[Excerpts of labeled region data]
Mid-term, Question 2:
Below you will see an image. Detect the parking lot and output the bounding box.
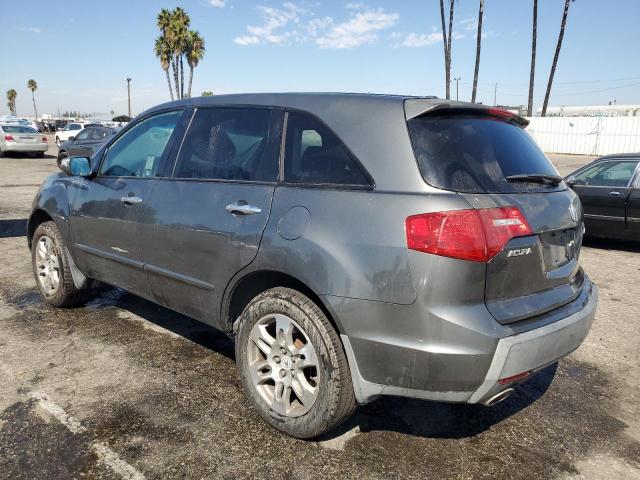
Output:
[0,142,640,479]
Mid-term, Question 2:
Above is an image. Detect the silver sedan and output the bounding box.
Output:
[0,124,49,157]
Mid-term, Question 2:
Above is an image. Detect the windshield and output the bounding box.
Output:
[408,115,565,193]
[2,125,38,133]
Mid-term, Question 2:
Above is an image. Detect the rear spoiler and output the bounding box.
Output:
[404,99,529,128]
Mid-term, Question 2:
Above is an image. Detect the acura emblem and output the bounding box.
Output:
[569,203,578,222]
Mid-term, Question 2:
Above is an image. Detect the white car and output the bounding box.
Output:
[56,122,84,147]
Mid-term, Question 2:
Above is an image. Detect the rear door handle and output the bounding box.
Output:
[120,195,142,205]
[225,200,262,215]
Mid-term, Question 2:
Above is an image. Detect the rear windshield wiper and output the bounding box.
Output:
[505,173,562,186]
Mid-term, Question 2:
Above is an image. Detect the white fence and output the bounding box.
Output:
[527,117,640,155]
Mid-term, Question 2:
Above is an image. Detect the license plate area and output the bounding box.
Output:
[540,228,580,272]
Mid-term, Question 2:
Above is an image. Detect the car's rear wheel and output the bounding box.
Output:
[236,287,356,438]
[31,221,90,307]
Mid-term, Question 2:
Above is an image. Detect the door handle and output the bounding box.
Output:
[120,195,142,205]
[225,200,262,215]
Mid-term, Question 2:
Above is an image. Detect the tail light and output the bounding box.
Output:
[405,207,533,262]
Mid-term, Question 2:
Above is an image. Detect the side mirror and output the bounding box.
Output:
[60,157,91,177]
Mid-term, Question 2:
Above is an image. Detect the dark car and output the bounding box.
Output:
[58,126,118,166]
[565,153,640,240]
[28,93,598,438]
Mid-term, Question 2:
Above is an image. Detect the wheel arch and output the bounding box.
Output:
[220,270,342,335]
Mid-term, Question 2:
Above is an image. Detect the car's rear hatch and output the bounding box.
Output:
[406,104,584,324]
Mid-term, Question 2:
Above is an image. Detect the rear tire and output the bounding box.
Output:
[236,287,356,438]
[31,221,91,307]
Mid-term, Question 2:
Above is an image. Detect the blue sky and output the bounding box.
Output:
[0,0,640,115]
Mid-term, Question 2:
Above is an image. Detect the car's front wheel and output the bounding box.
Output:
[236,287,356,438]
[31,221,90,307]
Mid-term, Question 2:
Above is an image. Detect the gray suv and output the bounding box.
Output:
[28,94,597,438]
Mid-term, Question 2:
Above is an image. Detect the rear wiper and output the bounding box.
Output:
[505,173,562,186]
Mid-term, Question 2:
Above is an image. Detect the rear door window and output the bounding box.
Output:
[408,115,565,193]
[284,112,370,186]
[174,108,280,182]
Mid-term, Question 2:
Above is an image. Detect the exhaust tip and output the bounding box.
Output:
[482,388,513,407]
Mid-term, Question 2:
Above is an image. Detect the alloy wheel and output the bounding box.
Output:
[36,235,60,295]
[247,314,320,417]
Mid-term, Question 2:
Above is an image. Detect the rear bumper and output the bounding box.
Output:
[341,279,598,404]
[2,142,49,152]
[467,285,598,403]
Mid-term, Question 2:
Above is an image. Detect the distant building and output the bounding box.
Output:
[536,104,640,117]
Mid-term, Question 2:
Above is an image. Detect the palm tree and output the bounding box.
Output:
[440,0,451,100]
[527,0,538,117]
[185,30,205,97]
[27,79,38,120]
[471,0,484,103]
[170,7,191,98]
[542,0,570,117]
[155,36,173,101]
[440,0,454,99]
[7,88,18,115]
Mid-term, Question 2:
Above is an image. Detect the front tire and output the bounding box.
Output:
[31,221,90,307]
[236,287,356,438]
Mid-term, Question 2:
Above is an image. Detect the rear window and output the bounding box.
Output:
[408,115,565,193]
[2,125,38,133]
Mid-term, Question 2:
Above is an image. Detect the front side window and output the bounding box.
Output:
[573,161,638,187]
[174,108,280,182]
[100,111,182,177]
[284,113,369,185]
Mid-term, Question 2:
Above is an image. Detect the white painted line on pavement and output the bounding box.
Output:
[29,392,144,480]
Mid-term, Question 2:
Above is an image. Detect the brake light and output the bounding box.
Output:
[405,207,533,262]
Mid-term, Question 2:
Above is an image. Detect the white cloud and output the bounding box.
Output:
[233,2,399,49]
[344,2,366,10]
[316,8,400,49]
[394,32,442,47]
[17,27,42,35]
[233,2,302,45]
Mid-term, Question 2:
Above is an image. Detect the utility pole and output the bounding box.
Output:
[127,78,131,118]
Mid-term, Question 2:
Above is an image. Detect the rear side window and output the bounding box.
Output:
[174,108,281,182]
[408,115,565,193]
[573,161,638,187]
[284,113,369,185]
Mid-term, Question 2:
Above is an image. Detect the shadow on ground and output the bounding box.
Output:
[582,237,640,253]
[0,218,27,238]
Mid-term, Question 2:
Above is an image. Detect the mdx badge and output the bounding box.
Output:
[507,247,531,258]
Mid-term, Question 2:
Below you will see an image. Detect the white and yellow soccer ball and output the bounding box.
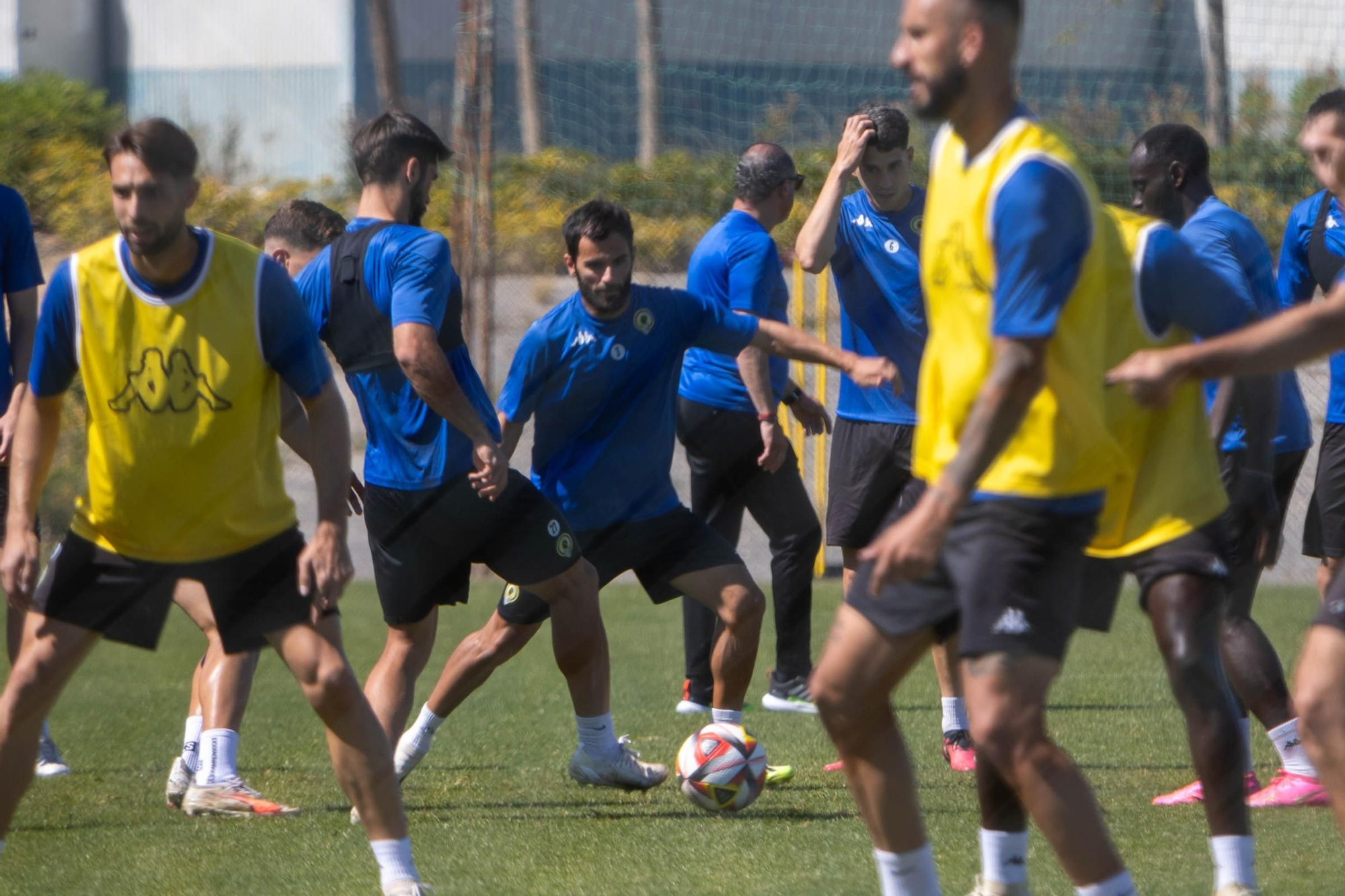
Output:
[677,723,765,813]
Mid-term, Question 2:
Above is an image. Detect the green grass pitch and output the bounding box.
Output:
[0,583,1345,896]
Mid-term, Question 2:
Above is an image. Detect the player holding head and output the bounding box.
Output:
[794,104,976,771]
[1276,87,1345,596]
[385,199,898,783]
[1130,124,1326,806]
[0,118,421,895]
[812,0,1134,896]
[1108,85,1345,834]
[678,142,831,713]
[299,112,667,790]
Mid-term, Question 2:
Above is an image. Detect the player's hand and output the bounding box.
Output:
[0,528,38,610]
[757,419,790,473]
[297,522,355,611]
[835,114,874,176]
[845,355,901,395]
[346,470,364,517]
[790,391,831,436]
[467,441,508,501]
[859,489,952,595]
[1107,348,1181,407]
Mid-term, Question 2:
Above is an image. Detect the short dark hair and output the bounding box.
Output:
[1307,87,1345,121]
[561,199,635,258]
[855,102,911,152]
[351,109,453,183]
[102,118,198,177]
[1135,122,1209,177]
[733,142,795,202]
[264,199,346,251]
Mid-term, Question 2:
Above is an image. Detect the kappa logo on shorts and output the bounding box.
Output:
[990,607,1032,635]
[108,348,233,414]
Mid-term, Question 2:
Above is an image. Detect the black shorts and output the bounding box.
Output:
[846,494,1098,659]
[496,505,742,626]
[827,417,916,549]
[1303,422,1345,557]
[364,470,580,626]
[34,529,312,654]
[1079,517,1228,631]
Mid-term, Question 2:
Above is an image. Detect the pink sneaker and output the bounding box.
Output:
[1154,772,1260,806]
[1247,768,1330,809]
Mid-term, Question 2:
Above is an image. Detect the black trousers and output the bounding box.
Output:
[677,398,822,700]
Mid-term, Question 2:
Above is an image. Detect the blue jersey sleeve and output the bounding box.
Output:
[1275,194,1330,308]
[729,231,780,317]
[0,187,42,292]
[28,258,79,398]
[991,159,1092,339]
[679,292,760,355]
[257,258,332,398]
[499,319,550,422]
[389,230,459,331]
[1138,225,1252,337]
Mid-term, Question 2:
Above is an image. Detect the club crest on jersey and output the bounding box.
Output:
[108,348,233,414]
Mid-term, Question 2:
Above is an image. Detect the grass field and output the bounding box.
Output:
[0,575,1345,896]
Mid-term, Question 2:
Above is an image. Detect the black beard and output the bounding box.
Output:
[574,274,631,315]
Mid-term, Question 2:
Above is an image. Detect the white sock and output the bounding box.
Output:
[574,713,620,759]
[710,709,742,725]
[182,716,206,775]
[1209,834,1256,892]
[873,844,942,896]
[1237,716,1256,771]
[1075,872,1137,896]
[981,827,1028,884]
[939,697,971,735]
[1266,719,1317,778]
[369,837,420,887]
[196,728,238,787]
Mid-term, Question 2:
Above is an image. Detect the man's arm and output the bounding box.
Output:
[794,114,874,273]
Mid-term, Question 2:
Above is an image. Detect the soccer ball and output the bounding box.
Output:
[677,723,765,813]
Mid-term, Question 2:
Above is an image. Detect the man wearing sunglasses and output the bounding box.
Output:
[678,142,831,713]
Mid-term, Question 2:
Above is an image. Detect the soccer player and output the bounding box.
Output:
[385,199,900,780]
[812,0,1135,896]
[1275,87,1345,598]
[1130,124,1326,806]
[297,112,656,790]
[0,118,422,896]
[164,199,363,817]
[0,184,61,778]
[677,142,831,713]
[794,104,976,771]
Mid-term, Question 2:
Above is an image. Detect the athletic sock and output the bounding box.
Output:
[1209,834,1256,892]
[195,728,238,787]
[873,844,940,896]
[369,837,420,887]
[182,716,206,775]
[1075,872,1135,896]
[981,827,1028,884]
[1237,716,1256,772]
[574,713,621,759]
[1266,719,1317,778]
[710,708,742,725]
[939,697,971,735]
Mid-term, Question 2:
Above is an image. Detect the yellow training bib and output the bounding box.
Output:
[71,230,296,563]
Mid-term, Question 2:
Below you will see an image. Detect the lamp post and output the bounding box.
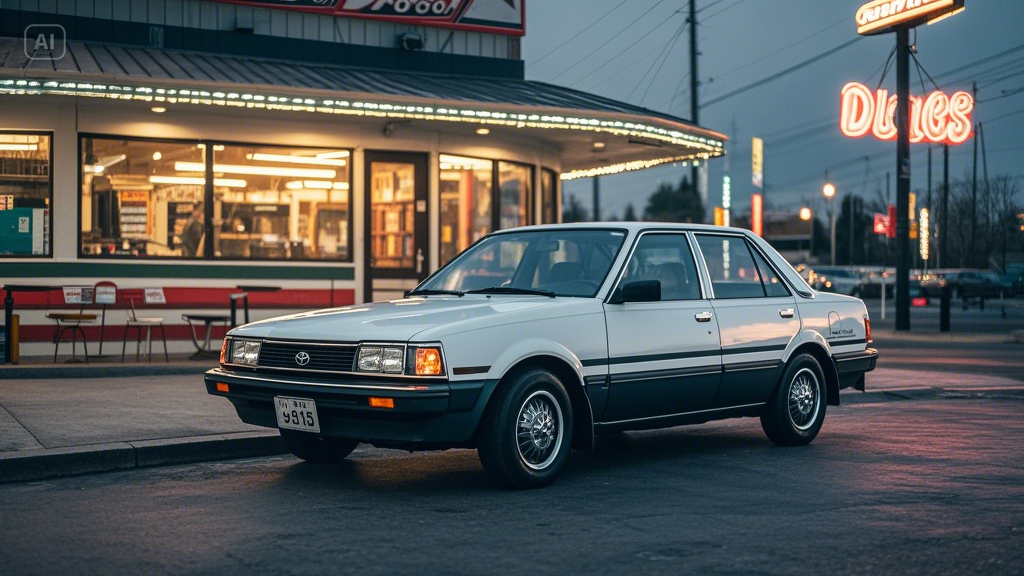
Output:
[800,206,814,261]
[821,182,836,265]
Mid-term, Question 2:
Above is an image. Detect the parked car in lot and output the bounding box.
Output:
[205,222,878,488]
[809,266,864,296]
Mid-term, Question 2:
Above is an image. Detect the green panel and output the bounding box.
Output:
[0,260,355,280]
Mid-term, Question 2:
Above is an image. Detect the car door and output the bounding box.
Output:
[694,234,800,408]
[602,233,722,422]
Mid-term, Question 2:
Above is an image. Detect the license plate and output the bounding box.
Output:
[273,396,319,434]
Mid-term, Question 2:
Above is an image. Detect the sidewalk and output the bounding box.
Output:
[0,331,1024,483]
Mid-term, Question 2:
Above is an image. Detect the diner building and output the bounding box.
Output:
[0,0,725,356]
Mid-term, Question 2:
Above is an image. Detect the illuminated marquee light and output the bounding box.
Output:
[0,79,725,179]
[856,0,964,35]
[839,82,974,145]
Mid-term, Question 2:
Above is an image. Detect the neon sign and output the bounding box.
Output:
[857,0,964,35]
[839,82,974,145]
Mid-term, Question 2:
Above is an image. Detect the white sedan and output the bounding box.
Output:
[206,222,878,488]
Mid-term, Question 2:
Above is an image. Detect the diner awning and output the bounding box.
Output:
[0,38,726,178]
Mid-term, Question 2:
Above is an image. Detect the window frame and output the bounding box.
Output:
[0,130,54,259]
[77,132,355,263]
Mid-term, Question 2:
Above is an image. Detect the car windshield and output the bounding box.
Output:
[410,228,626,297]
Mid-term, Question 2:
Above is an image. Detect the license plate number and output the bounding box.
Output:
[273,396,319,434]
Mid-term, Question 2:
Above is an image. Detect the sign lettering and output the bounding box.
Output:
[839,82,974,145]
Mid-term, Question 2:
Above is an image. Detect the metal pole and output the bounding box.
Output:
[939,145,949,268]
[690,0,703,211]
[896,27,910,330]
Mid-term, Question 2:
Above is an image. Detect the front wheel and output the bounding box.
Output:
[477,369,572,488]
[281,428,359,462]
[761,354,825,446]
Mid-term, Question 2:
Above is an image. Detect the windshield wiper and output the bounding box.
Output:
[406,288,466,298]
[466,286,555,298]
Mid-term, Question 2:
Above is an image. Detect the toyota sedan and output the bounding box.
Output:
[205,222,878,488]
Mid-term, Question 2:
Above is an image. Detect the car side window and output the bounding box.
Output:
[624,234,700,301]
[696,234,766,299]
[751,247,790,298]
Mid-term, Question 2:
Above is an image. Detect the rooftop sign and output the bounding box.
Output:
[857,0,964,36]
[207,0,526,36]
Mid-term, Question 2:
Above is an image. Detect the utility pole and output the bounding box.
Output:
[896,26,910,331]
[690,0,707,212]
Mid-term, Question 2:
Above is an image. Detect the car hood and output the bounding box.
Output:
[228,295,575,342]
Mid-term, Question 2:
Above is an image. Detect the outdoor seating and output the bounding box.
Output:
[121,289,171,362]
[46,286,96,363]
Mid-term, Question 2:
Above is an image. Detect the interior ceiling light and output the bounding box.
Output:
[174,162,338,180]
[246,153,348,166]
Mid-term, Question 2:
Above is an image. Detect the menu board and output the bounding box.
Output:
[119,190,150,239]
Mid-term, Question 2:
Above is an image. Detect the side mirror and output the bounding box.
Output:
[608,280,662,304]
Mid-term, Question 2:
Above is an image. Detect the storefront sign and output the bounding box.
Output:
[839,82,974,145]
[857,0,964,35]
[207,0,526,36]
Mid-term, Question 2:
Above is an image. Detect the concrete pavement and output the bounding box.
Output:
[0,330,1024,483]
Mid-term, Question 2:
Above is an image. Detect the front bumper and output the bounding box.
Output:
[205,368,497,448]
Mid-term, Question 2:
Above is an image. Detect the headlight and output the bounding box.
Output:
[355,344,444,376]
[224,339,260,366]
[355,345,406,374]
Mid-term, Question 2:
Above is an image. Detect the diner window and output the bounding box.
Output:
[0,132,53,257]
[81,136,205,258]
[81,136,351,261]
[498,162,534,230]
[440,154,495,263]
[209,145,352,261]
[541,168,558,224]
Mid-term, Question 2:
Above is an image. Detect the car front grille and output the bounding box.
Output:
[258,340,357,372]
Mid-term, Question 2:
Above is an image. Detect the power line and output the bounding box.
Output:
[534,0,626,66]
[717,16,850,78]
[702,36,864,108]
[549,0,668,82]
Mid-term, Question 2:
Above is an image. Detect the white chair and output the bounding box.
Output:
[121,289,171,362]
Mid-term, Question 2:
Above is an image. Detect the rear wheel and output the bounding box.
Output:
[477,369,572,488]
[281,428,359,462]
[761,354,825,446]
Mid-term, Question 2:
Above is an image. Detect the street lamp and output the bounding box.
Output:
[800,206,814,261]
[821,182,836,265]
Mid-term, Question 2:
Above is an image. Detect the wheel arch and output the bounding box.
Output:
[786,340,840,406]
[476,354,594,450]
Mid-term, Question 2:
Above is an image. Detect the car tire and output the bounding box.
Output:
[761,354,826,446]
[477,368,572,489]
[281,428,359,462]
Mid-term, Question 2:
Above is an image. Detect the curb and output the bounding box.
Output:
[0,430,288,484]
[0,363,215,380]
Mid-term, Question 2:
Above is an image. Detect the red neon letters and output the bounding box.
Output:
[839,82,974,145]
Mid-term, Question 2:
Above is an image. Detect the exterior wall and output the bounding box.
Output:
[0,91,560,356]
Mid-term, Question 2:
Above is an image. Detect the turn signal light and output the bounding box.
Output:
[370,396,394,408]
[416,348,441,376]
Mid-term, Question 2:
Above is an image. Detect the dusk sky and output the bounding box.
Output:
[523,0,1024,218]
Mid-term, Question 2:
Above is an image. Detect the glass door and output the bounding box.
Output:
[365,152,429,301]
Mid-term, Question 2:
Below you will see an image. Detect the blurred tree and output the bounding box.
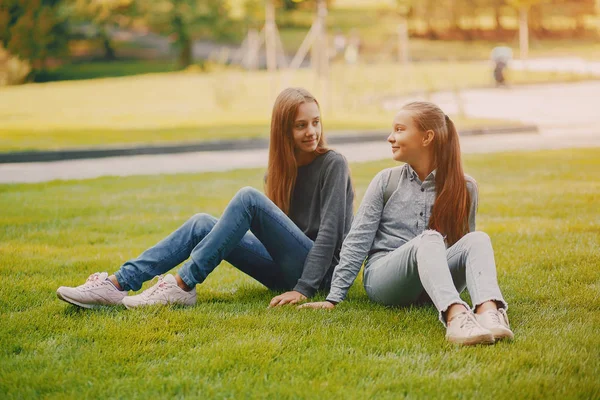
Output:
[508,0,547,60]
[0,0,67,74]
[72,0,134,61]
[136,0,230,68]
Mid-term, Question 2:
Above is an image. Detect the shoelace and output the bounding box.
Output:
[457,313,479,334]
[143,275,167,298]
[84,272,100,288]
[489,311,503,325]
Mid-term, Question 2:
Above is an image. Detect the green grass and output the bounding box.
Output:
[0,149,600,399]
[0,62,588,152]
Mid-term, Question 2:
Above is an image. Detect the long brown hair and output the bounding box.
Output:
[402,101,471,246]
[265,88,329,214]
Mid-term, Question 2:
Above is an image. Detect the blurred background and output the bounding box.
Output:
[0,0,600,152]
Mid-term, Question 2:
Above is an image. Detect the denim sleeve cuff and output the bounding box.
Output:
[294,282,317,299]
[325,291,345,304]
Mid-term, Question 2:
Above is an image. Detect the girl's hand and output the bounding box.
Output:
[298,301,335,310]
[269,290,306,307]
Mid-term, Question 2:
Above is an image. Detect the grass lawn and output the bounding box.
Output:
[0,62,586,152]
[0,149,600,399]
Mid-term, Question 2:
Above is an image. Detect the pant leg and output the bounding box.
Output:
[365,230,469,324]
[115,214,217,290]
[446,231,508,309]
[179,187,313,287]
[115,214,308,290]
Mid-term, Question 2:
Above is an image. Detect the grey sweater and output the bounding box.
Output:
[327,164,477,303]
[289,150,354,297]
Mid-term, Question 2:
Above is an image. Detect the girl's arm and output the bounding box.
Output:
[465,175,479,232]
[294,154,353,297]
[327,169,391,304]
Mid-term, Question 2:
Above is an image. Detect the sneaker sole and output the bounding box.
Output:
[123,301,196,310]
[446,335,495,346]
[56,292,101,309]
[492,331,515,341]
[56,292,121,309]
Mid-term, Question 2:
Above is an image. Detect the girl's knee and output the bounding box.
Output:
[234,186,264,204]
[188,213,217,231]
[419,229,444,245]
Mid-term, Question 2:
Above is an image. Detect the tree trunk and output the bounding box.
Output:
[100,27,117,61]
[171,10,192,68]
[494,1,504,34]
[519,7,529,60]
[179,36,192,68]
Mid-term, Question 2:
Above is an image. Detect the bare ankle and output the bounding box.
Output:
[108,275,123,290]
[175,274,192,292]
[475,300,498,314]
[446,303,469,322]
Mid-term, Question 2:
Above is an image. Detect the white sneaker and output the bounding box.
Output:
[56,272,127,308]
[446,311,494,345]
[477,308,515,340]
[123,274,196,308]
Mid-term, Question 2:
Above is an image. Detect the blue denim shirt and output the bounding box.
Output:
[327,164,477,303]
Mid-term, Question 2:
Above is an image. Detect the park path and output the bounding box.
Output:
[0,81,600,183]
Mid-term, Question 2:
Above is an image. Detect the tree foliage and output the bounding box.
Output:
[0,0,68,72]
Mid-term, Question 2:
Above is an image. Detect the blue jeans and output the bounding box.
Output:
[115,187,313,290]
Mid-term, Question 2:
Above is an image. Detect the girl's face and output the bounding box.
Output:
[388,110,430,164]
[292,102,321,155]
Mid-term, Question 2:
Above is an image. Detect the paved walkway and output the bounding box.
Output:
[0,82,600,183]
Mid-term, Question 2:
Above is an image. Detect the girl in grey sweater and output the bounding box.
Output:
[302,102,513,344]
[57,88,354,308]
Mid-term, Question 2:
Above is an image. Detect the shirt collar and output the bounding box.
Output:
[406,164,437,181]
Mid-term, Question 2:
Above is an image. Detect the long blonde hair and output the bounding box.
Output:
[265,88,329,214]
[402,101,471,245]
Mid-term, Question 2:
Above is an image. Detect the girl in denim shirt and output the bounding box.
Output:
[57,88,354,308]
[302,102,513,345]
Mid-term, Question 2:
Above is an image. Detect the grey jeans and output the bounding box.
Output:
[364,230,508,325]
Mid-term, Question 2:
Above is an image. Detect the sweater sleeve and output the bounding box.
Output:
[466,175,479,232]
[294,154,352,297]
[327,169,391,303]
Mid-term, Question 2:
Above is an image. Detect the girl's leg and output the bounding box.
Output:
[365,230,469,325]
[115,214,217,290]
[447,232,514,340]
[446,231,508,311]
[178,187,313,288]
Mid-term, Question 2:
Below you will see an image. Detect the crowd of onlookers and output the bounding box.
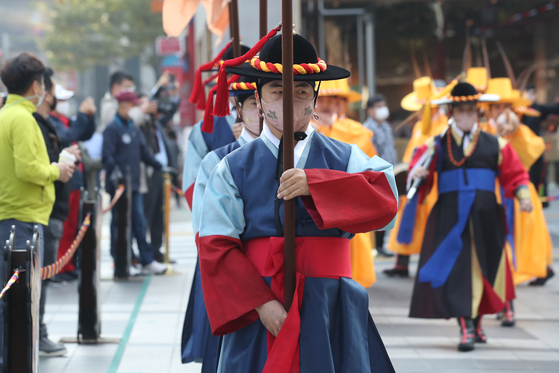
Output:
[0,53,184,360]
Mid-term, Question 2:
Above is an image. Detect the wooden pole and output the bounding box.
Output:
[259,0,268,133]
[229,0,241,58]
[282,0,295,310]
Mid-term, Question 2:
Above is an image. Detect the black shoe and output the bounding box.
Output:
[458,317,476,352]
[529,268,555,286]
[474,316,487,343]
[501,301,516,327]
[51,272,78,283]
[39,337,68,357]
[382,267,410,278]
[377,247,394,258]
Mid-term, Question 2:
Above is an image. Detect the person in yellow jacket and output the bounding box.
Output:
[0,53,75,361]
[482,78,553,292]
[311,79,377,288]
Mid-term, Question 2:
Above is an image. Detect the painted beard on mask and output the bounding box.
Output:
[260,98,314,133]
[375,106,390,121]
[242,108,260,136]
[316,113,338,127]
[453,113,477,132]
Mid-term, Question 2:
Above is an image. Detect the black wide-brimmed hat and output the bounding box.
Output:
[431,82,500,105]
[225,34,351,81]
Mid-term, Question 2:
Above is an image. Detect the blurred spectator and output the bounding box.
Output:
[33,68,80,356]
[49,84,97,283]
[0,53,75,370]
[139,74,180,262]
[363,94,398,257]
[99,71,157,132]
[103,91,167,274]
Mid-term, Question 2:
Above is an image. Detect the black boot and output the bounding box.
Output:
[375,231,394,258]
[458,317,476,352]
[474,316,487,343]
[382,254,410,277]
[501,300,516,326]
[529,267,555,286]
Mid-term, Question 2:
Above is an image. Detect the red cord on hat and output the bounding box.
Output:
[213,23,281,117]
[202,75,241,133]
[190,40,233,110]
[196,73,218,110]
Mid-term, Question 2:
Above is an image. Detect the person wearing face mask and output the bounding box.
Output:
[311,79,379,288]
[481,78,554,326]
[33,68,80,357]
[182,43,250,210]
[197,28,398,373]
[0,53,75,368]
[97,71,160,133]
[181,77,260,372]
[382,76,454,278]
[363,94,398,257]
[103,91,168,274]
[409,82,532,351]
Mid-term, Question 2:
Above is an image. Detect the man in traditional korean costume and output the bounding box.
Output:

◆ Short exercise: Pick out every line of the data above that contains the word "bumper" and copy each of those lines.

◆ Worked answer:
Above is an image. Detect the rear bumper and output the bounding box.
Above is an image. Detect the front bumper and output the bounding box.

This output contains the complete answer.